Some probability problems to think about.
1) Suppose you are on a game show. There are 3 doors, one of them revealing a car behind it, or 1 million dollars, or anything you like. The other two have nothing behind them. You can only pick a door. So you pick a door, let's say door A. The host, who knows which door has the grand prize and which doors do not, then open one of the other 2 doors, either B or C, which has nothing. He will always open a door which has nothing behind it. So the question is, should you stick with your original choice, or should you switch, or it does not really matter? What are the chances of you winning the grand prize if you do not switch? Could it be 1 in 3, because your original choice was a 1 in 3 chance so whatever the host does, does not make a difference, or could it be 1 in 2, because now you have 2 choices, either your original door or the door that is left?
2) Suppose you know this woman who has exactly two children, but you do not know their genders. You ask, "Is one of them a boy?" She replies, yes. What are the chances of the other child being a boy too? Suppose that a woman gives birth to a son 50% of the time and a daughter 50% of the time.

_WHAT YOU NEED TO DO_
- 1) Transcribe the probability puzzles word for word, starting with "1) Suppose you" and going on through "that is left?".
- 2) Write the next part of the probability puzzles, picking up right after their last sentence.
The listing that comes next plays no part in the work.

_DATA SUPPLIED_

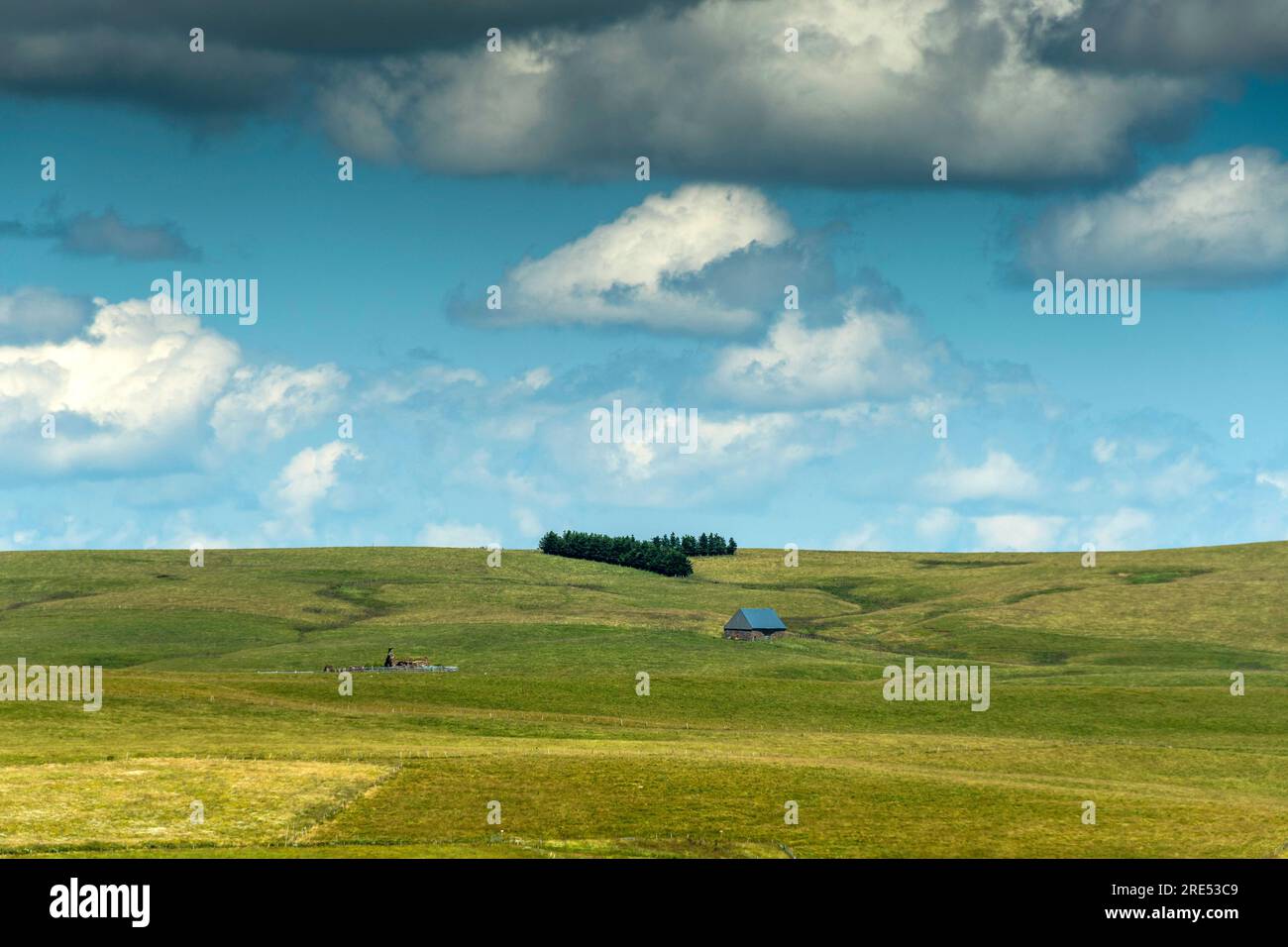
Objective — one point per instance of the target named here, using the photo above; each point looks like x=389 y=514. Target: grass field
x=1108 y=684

* * *

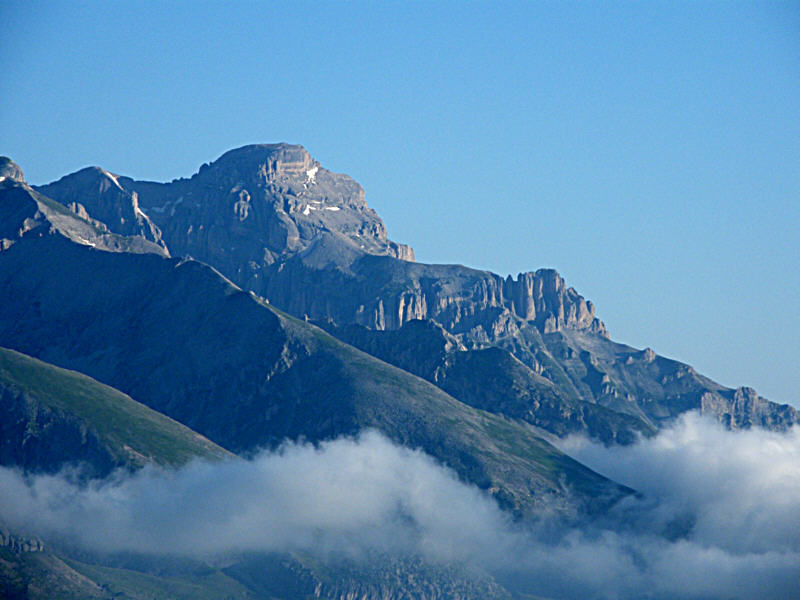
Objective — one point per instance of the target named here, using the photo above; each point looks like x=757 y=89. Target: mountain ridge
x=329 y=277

---

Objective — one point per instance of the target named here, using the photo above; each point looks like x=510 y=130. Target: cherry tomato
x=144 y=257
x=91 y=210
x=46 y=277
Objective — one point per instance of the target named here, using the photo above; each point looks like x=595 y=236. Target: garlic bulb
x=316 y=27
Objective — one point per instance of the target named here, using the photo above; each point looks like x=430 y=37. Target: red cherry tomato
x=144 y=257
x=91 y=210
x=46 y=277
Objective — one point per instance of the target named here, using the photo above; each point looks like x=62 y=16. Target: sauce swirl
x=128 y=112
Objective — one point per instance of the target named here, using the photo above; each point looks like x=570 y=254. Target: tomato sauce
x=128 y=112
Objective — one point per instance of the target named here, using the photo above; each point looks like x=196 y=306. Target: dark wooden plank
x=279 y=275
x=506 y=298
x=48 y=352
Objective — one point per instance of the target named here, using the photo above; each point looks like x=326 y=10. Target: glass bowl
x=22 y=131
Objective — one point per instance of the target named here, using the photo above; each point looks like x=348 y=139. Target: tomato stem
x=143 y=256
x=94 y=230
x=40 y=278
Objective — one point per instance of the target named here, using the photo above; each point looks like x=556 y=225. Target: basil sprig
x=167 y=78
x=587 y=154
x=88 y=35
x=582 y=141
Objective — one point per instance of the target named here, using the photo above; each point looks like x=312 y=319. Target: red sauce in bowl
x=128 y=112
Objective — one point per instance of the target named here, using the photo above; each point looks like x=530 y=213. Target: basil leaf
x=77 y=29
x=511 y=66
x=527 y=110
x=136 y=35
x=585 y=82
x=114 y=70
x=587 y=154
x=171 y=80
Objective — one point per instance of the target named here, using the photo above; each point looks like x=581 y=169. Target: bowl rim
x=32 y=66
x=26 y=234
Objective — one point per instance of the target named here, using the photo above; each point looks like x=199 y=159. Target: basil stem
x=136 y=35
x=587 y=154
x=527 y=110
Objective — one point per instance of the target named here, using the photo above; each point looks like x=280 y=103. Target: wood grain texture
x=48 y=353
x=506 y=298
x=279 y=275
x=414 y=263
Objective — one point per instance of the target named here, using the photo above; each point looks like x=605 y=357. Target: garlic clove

_TASK-BY-TASK OUTPUTS_
- 1)
1) Suppose you are on a game show. There are 3 doors, one of them revealing a car behind it, or 1 million dollars, or anything you like. The other two have nothing behind them. You can only pick a door. So you pick a door, let's say door A. The host, who knows which door has the grand prize and which doors do not, then open one of the other 2 doors, either B or C, which has nothing. He will always open a door which has nothing behind it. So the question is, should you stick with your original choice, or should you switch, or it does not really matter? What are the chances of you winning the grand prize if you do not switch? Could it be 1 in 3, because your original choice was a 1 in 3 chance so whatever the host does, does not make a difference, or could it be 1 in 2, because now you have 2 choices, either your original door or the door that is left?

- 2)
3) Suppose you know another woman who also has exactly two children. You do not know the gender of the younger one, but you know that the older child is a boy. What are the chances of the younger child being a boy too?
4a) Suppose in this country, there is a strange rule. women are to give birth, and they have to give birth until 1 and only 1 boy is born. This means that if a woman gives birth to a daughter, she will have to continue giving birth until she gives birth to a son, then she stops. Or if her first child is a boy, she stops giving birth. Suppose that a woman gives birth to a son 50% of the time and a daughter 50% of the time, what is the ratio of the number of boys to the number of girls after all the families have 1 son each? Do not factor in the number of men and women, only count the offsprings.
4b) The offspings grow up and get married, and they follow the same rule in the country. Then the new generation does the same. After many generations, what is the theoretical male to female ratio?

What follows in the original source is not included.